DESCRIPTION OF THE TASK
In the text about medical school, what does Student B want to study as an undergraduate?

TEXT PROVIDED
= = = = =

Do you need to go to medical school?

I met a couple of kids who are in high school right now and are interested in a career in public health. They couldn’t be more different from each other in so many ways. Student A is White, lives in a big city, and goes to a public school. Student B is Asian, lives in the suburbs of that big city, and goes to a private school. Student A’s parents work at a local hospital. His mother is a nurse and his father is a radiology technician. Student B’s parents are both physicians at another hospital. I didn’t ask them, but I think they’re not poor, but it is clear that Student B’s lifestyle is a little more privileged.

Where these two differ is in their plan to get to a career in public health. Student A wants to go to a respectable college, get an undergrad in public health, then apply and go to medical school. Student B wants to go to a similar college, get an undergrad in microbiology, then a master’s in biomedical sciences, and then a PhD in public health. Student B wants to be more involved in research. Student A wants to be a physician so he can “be the boss” in a public health agency. It was that last part that gave me a chuckle.

= = = = =

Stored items
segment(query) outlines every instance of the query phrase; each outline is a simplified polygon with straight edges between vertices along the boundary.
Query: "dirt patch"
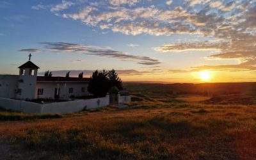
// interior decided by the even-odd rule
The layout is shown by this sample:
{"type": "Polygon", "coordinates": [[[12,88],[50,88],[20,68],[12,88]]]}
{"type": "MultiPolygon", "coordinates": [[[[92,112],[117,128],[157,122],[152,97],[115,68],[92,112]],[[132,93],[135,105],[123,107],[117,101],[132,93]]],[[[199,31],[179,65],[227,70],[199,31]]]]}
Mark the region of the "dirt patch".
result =
{"type": "Polygon", "coordinates": [[[1,159],[42,159],[47,157],[46,153],[24,150],[19,145],[12,145],[6,140],[0,140],[1,159]]]}

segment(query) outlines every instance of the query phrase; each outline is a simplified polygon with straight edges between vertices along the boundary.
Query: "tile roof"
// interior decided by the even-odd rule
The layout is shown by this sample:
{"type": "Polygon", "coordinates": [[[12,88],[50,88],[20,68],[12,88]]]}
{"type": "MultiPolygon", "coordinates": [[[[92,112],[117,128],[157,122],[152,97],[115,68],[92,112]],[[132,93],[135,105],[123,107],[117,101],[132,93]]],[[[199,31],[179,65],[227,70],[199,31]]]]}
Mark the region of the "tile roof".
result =
{"type": "Polygon", "coordinates": [[[37,67],[36,65],[33,63],[32,61],[28,61],[24,63],[23,65],[20,65],[20,67],[18,67],[19,68],[22,69],[22,68],[33,68],[33,69],[38,69],[39,68],[38,67],[37,67]]]}
{"type": "Polygon", "coordinates": [[[90,78],[37,76],[38,82],[89,82],[90,78]]]}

= = = = =

ANSWER AREA
Microbiology.